= Text section =
Dear Fr. Bloom,
I'm a practising Catholic, but many of my friends are outside of the Church, ranging from Protestants to agnostics. Anyhow, I've asked Our Lady, Bl. Josemaria Escriva, and some of the other Saints to pray for them as I work on their conversions, and also to guide me as I seek materials to help them come to the True Church, the Bride of Christ, a.k.a the Roman Catholic Church.
One of my Protestant friends is currently a member of the Dutch Reformed Church, and using Romans 8 and Romans 9 he explained that predestination is documented in the Bible (which re-reading it in the Navarre Bible confirmed), and also that it was among the ideas St Augustine (pray for me) subscribed to. Furthermore, the Council of Orange declared predestination as part of Church doctrine, but it's teaching on it was more along the lines that God knows who will be saved and who won't be, but God doesn't create people for hell, rather people choose it for themselves and if people are determined to go there, He allows them to. As I understand the Calvinist teaching on predestination, some people are made for heaven, and others are made for hell. If you were made to go to hell, you cannot even ask for God's grace in this present life to stop it from happening, as you have been predestined to not be able to do that.

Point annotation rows
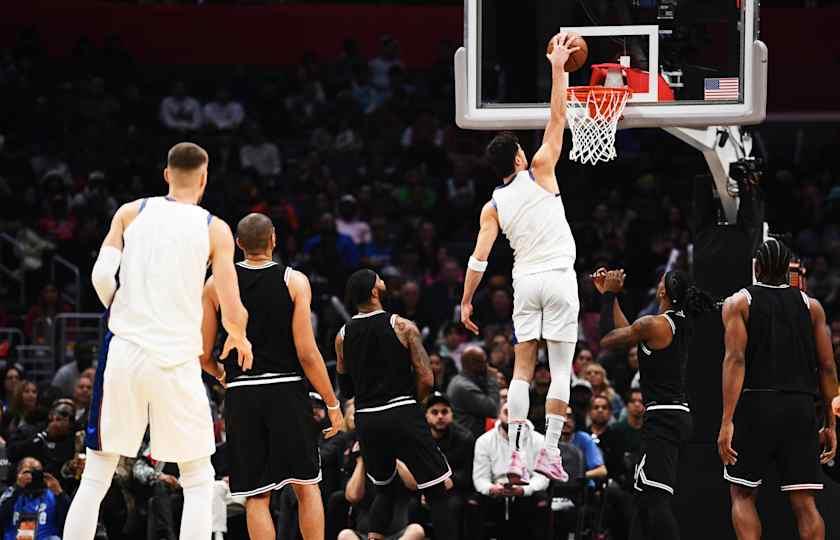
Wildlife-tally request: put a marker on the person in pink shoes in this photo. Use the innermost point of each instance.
(529, 210)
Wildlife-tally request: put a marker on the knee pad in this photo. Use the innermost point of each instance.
(560, 356)
(100, 467)
(196, 473)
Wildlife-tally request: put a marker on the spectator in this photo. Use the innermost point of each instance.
(179, 112)
(457, 444)
(52, 443)
(36, 502)
(359, 493)
(82, 395)
(41, 317)
(443, 369)
(474, 393)
(67, 375)
(224, 114)
(380, 66)
(22, 410)
(12, 375)
(522, 510)
(259, 154)
(348, 222)
(597, 377)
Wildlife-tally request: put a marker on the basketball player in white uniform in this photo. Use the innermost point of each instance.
(149, 372)
(529, 211)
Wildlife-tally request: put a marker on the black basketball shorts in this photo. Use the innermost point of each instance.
(400, 433)
(272, 438)
(665, 430)
(777, 428)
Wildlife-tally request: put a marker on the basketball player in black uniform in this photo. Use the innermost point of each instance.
(663, 342)
(272, 439)
(778, 363)
(382, 362)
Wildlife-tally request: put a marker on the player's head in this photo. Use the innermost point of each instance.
(365, 287)
(255, 235)
(186, 167)
(506, 155)
(772, 262)
(676, 291)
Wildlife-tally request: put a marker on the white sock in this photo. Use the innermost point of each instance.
(518, 404)
(84, 510)
(553, 430)
(197, 480)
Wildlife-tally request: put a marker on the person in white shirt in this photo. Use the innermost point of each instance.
(490, 467)
(224, 114)
(149, 372)
(529, 211)
(180, 112)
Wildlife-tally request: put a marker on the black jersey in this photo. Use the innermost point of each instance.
(377, 361)
(265, 295)
(781, 352)
(662, 372)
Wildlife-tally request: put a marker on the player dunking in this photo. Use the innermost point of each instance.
(148, 372)
(271, 439)
(530, 213)
(778, 363)
(381, 361)
(663, 341)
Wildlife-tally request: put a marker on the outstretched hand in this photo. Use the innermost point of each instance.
(560, 49)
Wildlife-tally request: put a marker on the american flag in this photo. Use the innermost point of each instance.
(726, 88)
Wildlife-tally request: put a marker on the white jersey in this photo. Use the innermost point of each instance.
(157, 306)
(534, 222)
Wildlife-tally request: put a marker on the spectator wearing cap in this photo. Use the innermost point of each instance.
(522, 509)
(457, 444)
(474, 393)
(67, 375)
(348, 222)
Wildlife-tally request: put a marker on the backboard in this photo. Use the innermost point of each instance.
(689, 62)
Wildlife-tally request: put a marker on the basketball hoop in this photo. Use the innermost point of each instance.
(592, 113)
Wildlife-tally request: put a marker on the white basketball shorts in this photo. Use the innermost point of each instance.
(132, 392)
(545, 305)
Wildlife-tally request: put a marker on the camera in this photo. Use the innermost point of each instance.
(746, 170)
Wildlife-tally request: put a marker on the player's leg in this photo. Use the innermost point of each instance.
(310, 511)
(258, 516)
(744, 514)
(82, 518)
(808, 518)
(117, 422)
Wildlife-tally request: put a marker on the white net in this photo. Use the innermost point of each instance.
(592, 113)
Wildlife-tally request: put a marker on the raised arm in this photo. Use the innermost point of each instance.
(828, 377)
(234, 314)
(735, 313)
(209, 329)
(104, 273)
(487, 234)
(310, 357)
(409, 335)
(545, 160)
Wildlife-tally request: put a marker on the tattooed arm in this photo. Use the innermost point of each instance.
(409, 335)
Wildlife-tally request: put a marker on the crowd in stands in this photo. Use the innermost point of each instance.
(358, 163)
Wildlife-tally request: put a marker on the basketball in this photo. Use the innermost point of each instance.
(578, 58)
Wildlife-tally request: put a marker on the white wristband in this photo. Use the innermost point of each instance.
(476, 265)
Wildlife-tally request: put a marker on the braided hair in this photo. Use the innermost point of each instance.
(773, 262)
(685, 296)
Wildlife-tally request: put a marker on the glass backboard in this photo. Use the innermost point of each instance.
(689, 62)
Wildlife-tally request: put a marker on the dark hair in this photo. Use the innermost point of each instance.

= Task prompt =
In the letter to Fr. Bloom, which church is the writer's Protestant friend currently a member of? The rows have no part in this.

= Expected output =
The Dutch Reformed Church.